(Records excerpted from a collection)
+ + + + + + +

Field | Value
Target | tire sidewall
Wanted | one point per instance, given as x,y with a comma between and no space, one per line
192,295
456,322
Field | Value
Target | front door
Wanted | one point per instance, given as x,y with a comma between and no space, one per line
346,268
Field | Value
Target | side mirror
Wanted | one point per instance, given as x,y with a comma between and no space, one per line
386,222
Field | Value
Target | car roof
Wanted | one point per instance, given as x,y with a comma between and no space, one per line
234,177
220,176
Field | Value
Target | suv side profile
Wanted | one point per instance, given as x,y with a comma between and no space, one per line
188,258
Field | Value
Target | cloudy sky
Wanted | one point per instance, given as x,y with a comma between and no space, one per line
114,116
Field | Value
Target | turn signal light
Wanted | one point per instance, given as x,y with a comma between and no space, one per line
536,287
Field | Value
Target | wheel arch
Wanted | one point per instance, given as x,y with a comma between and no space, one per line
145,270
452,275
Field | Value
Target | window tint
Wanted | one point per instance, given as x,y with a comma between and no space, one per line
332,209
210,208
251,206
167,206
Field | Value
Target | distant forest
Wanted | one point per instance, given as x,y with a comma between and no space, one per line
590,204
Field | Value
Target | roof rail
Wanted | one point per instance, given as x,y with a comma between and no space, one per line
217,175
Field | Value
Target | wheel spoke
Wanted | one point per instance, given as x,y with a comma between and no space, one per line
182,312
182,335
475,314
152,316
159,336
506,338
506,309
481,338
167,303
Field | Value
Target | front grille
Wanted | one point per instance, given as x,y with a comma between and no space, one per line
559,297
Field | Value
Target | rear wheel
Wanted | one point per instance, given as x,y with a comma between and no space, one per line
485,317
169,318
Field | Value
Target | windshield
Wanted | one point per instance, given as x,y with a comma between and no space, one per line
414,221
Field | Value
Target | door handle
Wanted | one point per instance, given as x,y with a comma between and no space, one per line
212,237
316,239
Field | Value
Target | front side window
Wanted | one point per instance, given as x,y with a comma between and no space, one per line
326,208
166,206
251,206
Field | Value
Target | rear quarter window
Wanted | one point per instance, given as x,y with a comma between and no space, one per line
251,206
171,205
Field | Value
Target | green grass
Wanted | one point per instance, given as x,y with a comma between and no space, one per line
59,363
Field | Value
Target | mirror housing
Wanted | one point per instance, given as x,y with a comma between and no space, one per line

+ + + + + + +

__Task description__: I'd like the records returned exactly as they were written, please.

__Solution to this task__:
Field | Value
Target | tire sidewall
Wanted | one point per instance, given as x,y with a comma between and no space, one per line
192,295
456,322
Field | Value
Target | front door
Wanted | one point per instance, given as x,y with a comma between and no space, one per line
346,268
Field | Value
Target | side mirror
Wanted | one point per instance, given as x,y with a comma between and no space, one per line
386,222
Field | Value
Target | car roof
Wanted | one point per instance, given as x,y with a comma between and no space, one per line
234,177
220,176
Field | Value
Target | suv side profile
Wanted | one point per instance, given as x,y with a comma between and no space, one per line
188,258
Field | Value
Target | cloudy sky
Wanted | one point per instance, given as x,y with a comma between and no space, one per line
114,116
Field | Value
Target | turn signal light
Wanted | one point per instance, given as x,y with a comma between and no space, one per line
536,287
Field | Value
Target | wheel arch
Wanted | one point per instance, given as x,y with a comma between and no space, one per line
145,270
452,275
Field | Value
Target | window tint
Wanted | one point per instance, given as x,y with a comma between and no space, one per line
332,209
210,208
251,206
167,206
Field | Value
Target | distant forest
Wanted | one point per instance, given as x,y with a comma between and no space, one per line
590,204
Field | Value
Target | roof rail
Wanted | one point per instance, given as x,y with a comma between and no space, one per line
217,175
Field | Value
Target | wheel spoke
Wanted | one point per instance, given as x,y with a comma between and no space, one per line
182,312
182,335
475,314
152,316
159,336
506,338
506,309
481,338
167,303
Field | Value
Target | front grille
Wanted | one point per instance, given as x,y with a comma between and no space, one per line
559,297
Field | Value
Target | rear wheel
Wanted | one point per instance, given as x,y with a comma between and no space, one per line
485,317
169,318
Field | Value
Target | windshield
Wanted | one point per instance, given as x,y with a comma between and no space, one per line
414,221
Field | Value
Target | door handle
Wanted | one point per instance, given as x,y with a comma between and no space, one per line
212,237
316,239
Field | Value
Target | front side window
Wanted | one point per instance, given as x,y with a comma between and no space, one per line
326,208
166,206
251,206
Field | Value
Target | rear quarter window
Wanted | one point per instance, given as x,y with a comma between and no space, one per line
251,206
171,205
Field | Value
Target | green grass
Wanted | one point per instance, given as x,y with a comma between and no space, one per line
59,363
Field | Value
Target | mirror housing
Wanted | one point per instance, given as x,y with a comma between and no space, one per line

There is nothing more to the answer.